Scénarii RTE : face à l’urgence climatique, les EnR sont le socle incontournable de la décarbonation de la France

Dans  le  cadre  de  ses  missions  légales  (Bilan prévisionnel)  et  en  réponse  à  une  saisine  du Gouvernement,  RTE  a  lancé  en  2019  une  large étude sur l’évolution du système électrique intitulée « Futurs énergétiques 2050 ».  Ce  travail  intervient  à  un  moment  clé  du  débat public sur l’énergie et le climat, au cours duquel se décident les stratégies nécessaires pour sortir des énergies fossiles, atteindre la neutralité carbone en 2050 et ainsi respecter l’objectif fixé lors de la COP 21 à Paris. Dans tous les scénarii, les EnR sont au cœur du réacteur…nucléaire, ou pas !

 

Sortir des énergies fossiles implique une transformation profonde  de  l’économie  et  des  bouleversements dans  le  secteur  des  transports,  de  l’industrie  et du bâtiment aujourd’hui encore très dépendants du  pétrole,  du  charbon  et  du  gaz  d’origine  fossile. Cette transformation doit être menée à bien en seulement trois décennies et même accélérer de manière substantielle d’ici 2030. Elle modifiera les  logiques  industrielles,  mobilisera  des  capitaux considérables, aura des implications sociales importantes  et  entrera  en  résonance  voire  en conflit avec d’autres objectifs environnementaux.

LIGNES ENREGISTRÉES -

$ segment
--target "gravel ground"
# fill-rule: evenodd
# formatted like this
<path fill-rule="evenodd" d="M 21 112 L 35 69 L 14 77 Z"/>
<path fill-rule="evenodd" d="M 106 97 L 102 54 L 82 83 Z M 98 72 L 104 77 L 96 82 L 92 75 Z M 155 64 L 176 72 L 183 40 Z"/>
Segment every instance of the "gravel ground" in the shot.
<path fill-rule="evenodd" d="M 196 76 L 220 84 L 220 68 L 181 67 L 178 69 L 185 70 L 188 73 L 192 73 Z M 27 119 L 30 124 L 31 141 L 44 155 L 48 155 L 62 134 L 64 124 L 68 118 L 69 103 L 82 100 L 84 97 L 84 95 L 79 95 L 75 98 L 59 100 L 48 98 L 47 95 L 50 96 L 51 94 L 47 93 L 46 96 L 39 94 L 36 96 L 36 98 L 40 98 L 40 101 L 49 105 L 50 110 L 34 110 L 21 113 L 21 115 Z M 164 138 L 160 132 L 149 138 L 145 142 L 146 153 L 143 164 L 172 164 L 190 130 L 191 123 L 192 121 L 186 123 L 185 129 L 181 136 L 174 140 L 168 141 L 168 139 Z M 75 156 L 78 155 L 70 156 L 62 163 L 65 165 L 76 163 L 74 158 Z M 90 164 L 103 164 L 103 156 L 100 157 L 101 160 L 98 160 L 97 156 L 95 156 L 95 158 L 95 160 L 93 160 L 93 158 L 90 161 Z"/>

==

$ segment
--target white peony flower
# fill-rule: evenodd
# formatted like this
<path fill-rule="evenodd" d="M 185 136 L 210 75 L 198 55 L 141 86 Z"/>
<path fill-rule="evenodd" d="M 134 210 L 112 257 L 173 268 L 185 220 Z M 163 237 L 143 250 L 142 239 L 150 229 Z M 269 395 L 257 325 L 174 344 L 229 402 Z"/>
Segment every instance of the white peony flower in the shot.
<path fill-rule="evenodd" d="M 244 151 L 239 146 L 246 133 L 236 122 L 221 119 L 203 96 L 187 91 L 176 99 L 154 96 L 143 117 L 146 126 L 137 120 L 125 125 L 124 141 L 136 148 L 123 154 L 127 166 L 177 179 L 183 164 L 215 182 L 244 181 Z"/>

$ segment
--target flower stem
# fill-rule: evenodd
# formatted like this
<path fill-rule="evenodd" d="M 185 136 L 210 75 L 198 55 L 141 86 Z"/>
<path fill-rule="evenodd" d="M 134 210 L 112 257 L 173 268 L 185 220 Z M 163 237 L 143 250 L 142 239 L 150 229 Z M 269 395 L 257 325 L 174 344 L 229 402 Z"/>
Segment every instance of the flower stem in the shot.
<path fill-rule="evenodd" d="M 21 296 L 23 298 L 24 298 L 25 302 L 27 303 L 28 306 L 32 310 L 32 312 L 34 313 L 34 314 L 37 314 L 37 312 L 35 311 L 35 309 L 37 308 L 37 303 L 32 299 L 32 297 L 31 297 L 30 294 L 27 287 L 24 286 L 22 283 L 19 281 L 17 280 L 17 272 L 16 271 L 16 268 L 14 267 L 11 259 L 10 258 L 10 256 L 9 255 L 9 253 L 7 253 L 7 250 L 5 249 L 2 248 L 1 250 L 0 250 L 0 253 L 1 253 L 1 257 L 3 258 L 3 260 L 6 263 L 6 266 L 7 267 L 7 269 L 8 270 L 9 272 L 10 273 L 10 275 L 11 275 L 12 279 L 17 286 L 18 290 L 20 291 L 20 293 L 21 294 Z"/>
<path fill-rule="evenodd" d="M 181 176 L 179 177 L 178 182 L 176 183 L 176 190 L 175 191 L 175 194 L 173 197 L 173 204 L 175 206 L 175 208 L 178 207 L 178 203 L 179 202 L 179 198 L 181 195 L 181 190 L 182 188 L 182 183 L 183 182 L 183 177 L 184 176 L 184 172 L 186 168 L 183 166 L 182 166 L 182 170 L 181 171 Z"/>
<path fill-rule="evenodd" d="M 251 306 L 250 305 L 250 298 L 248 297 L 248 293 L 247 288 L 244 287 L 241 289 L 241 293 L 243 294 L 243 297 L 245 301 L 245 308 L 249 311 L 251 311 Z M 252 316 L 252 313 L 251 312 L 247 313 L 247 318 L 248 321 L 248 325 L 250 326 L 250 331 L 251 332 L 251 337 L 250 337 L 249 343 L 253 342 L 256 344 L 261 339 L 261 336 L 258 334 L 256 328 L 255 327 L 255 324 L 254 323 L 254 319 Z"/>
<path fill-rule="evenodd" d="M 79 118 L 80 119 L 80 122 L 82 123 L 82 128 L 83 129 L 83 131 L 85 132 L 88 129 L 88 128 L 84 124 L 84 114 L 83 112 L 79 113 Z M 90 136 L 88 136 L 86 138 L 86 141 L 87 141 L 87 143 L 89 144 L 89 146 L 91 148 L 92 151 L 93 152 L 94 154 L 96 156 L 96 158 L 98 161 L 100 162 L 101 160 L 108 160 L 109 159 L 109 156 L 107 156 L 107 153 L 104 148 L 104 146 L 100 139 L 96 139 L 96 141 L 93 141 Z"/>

OBJECTIF 1 -
Recopiez mot pour mot le passage du texte sur les scénarios de RTE qui va de « Sortir des énergies fossiles implique » jusqu'à « d’autres objectifs environnementaux. » inclus.
OBJECTIF 2 -
Énumérez tous les secteurs que le texte sur les scénarios de RTE décrit comme encore très dépendants des énergies fossiles.

RÉSULTAT 1 -
Sortir des énergies fossiles implique une transformation profonde  de  l’économie  et  des  bouleversements dans  le  secteur  des  transports,  de  l’industrie  et du bâtiment aujourd’hui encore très dépendants du  pétrole,  du  charbon  et  du  gaz  d’origine  fossile. Cette transformation doit être menée à bien en seulement trois décennies et même accélérer de manière substantielle d’ici 2030. Elle modifiera les  logiques  industrielles,  mobilisera  des  capitaux considérables, aura des implications sociales importantes  et  entrera  en  résonance  voire  en conflit avec d’autres objectifs environnementaux.

RÉSULTAT 2 -
- les transports
- l'industrie
- le bâtiment